EXTRACT TO READ:
—————

Previous exploration has not been conducted on these mineral claims by the
author but the good geological setting and interesting aeromagnetic data
encourages the recommendation to conduct exploration work on the property. The
geologist is confident any information included in this report is accurate and
can be utilized in planning further exploration work.

ADJACENT PROPERTIES

The Gold Nugget 1 Claim occur in a general area that has undergone some
prospecting in the past.

The Jicarilla Mountain area produced almost $3 million in gold from the time of
its discovery in 1879 until shortly after the turn of the century. This
district was the leading producer for the entire county. The Nogal and Gallinas
districts produced significant amounts of metals during the late 1 800s and
early 1900s. Lesser districts, such as the Oscuro, Jicarilla, and Schelerville,
have produced gold, copper, and other metals intermittently in the past. Mining
was revived during WW II and later years to produce iron, fluorspar, and
bastnaesite in previously known districts, but mining is now practically at a
standstill. The total recorded production for Lincoln County to date is
estimated at approximately $5.5 million. There are other active mineral claims
in the vicinity of the Gold Nugget 1.


MINERAL PROCESSING AND METALLURGICAL TESTING

No mineral processing or metallurgical testing analyses have been carried out
on the Gold Nugget 1.

MINERAL RESOURCE AND MINERAL RESERVE ESTIMATES

No mineralization has been encountered to date by the author and no calculation
of any reliable mineral resource or reserve, conforming to currently accepted
standards, could be undertaken at this time.

OTHER RELEVANT DATA AND INFORMATION

All relevant data and information concerning the Gold Nugget 1 has been
presented in this report.

INTERPRETATION AND CONCLUSIONS

The object of the recommendations made in this report are to facilitate in the
discovery of a large, possibly low grade mineral deposit of base and/or
precious metals or other minerals of economic consideration that have open pit
and/or underground mining potential. If such a deposit exists, it may occur
under the drift or overburden covered areas of the Gold Nugget 1 Claim.

RECOMMENDATIONS

The consulting geologist believes that the known mineralization encountered to
date in neighboring areas is possibly indicative of a larger mineralized system
in the mineral claim area. The presents of a stream running through the center
of property offer good exploration areas because of the possibility of
mineralization, good geological setting and generally a lack of exploration
testing. Also, remote sensing such as the aeromagnetic survey may indicate
possible exploration areas of interest within the Gold Nugget 1 Claim.

Prospecting, mapping and a reconnaissance geochemical soil survey of the claim
area should be undertaken if and when the Company is in a position to do so.

—————

EXCERPTED RECORDS:

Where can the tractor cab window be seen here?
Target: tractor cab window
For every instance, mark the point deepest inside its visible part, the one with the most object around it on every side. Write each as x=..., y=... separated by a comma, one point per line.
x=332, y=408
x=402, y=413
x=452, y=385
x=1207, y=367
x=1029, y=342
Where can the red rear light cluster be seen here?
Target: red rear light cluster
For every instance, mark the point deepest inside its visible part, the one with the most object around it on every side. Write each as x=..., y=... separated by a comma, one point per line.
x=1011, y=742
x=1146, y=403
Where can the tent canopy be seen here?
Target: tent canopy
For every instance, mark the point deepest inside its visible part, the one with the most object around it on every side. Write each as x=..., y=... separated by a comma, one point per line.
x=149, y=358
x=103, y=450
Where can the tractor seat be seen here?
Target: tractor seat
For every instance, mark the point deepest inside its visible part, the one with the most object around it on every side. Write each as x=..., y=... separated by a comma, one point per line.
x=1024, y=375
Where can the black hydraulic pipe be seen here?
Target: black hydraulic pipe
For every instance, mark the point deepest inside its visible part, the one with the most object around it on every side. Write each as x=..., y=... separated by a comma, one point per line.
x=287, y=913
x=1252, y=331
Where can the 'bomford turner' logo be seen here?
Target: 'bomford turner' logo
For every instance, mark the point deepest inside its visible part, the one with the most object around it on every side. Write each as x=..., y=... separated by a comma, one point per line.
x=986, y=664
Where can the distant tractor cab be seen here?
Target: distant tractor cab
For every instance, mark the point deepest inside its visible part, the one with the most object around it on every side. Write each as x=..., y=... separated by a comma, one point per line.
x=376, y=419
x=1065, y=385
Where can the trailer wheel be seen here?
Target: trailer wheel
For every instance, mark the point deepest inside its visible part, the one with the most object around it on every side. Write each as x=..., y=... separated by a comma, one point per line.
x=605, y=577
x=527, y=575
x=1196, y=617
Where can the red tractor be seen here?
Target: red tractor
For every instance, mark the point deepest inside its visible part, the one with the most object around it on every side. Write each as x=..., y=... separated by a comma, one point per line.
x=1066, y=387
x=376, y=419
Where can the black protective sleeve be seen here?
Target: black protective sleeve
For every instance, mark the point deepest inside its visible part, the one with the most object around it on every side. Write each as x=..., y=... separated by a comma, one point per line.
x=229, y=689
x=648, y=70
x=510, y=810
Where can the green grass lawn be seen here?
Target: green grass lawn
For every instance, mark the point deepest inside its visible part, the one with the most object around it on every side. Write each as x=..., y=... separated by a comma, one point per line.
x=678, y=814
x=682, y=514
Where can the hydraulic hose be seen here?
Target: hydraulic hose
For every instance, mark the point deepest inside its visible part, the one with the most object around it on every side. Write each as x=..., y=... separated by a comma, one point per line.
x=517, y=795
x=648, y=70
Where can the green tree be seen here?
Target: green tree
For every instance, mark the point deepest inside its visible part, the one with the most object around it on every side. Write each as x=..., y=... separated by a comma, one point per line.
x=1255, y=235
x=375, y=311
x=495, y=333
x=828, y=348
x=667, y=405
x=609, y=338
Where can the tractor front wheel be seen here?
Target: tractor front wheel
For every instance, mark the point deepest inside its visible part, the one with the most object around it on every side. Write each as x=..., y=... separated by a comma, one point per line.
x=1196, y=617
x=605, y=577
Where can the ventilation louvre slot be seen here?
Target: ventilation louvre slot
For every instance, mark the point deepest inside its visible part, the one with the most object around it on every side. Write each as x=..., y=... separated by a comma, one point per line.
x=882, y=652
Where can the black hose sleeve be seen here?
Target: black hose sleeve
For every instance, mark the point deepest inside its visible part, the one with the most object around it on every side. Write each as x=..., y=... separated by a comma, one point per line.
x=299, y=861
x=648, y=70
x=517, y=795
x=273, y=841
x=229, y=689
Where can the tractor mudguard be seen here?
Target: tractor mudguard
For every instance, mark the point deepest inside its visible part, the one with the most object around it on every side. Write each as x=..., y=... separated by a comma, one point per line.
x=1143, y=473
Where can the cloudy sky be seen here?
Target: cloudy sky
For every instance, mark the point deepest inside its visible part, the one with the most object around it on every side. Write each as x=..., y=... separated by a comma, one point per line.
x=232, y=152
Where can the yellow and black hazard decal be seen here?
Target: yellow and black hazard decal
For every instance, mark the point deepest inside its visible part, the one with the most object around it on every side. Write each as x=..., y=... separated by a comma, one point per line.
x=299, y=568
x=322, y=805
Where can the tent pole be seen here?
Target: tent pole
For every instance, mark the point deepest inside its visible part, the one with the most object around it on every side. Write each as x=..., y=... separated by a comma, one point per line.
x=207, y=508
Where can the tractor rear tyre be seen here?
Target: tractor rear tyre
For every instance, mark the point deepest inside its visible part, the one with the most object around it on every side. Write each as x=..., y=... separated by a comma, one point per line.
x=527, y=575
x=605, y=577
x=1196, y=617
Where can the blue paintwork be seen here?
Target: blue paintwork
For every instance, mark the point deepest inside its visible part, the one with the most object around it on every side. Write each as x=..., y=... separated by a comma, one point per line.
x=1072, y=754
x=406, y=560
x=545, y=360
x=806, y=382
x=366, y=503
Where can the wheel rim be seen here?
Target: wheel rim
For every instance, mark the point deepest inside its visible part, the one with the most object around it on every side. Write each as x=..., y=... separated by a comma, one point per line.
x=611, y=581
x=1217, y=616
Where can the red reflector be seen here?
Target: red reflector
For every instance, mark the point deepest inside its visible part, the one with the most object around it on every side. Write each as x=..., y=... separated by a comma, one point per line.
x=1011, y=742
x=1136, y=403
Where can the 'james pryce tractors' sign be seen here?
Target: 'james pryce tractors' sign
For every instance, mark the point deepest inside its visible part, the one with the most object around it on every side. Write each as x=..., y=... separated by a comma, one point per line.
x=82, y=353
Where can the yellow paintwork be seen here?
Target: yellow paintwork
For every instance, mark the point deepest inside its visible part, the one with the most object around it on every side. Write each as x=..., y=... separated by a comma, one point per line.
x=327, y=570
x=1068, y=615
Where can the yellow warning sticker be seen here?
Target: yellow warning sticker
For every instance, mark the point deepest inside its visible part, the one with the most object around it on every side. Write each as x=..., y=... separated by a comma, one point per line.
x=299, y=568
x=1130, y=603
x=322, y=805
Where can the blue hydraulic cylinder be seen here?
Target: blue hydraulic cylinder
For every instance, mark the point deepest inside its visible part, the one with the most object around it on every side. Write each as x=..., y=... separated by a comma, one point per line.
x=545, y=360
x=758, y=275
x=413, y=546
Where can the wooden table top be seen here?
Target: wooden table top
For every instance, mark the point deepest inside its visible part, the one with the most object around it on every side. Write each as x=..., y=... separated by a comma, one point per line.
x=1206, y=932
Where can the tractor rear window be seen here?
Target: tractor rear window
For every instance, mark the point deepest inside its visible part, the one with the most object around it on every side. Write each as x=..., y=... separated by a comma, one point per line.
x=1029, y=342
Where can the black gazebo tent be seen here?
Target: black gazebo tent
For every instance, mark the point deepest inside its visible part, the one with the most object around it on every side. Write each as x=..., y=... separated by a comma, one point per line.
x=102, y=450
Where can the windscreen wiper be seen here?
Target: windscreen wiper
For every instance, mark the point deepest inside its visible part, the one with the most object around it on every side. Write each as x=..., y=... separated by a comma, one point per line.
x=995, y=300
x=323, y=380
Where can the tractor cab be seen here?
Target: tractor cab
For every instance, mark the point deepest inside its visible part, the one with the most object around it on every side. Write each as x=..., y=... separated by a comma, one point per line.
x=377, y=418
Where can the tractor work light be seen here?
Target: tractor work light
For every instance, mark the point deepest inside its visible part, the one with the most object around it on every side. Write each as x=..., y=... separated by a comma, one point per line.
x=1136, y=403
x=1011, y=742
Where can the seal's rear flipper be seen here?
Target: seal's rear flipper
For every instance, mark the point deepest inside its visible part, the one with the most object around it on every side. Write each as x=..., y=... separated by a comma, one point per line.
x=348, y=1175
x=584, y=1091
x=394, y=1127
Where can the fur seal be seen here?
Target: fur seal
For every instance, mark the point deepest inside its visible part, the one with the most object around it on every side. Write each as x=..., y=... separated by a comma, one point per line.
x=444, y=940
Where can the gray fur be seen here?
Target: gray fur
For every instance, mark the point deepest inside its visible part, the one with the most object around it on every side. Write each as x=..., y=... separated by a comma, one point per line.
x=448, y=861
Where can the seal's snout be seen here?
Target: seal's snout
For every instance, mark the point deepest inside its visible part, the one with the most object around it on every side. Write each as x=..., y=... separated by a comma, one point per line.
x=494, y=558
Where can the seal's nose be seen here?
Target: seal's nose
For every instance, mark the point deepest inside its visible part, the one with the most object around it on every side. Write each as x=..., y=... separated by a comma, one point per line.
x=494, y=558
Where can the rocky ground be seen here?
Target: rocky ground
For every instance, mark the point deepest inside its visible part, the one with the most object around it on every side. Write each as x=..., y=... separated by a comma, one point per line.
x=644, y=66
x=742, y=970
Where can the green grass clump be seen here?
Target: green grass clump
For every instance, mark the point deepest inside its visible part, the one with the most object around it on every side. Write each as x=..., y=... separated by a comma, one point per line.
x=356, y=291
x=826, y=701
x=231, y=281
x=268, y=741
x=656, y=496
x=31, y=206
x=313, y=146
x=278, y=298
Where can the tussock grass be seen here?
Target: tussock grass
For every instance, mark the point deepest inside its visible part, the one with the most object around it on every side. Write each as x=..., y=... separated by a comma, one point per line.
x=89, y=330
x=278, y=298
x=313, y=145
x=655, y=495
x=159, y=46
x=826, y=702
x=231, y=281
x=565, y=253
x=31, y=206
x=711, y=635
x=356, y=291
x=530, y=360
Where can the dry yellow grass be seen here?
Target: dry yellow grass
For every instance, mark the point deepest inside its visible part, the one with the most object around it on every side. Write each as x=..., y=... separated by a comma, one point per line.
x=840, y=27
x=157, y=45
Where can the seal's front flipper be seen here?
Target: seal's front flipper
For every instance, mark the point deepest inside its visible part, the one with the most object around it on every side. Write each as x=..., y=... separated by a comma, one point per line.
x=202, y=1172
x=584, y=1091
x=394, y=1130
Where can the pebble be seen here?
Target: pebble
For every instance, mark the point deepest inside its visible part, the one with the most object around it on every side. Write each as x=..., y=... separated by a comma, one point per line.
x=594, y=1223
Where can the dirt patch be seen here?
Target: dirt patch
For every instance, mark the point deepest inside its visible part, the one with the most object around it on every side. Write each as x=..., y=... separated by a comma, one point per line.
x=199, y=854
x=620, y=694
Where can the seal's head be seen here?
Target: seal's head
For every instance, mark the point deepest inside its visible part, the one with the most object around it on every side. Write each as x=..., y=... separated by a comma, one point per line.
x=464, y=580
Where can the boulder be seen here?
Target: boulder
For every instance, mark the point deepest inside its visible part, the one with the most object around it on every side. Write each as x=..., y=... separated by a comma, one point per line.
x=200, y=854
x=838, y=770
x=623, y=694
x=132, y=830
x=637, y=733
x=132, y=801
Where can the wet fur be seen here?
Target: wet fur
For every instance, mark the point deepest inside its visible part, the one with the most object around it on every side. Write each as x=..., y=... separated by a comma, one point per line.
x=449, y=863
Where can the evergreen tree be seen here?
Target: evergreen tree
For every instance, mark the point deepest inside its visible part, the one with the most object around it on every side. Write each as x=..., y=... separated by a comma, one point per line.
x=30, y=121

—————

COMPLETE THE FOLLOWING:
1. Decide whether each statement agrees with the mineral claim report above, answering yes or no and quoting the words of the report that decide it.
(a) The Jicarilla Mountain area was the leading producer for its whole county.
(b) Metallurgical testing has already been done on the Gold Nugget 1.
(c) Mining in the previously known districts is still very active today.
2. List every section heading that appears in the mineral claim report above.

TASK SOLUTIONS:
1.
(a) Yes: "This district was the leading producer for the entire county."
(b) No: "No mineral processing or metallurgical testing analyses have been carried out on the Gold Nugget 1."
(c) No: "mining is now practically at a standstill."

2.
ADJACENT PROPERTIES
MINERAL PROCESSING AND METALLURGICAL TESTING
MINERAL RESOURCE AND MINERAL RESERVE ESTIMATES
OTHER RELEVANT DATA AND INFORMATION
INTERPRETATION AND CONCLUSIONS
RECOMMENDATIONS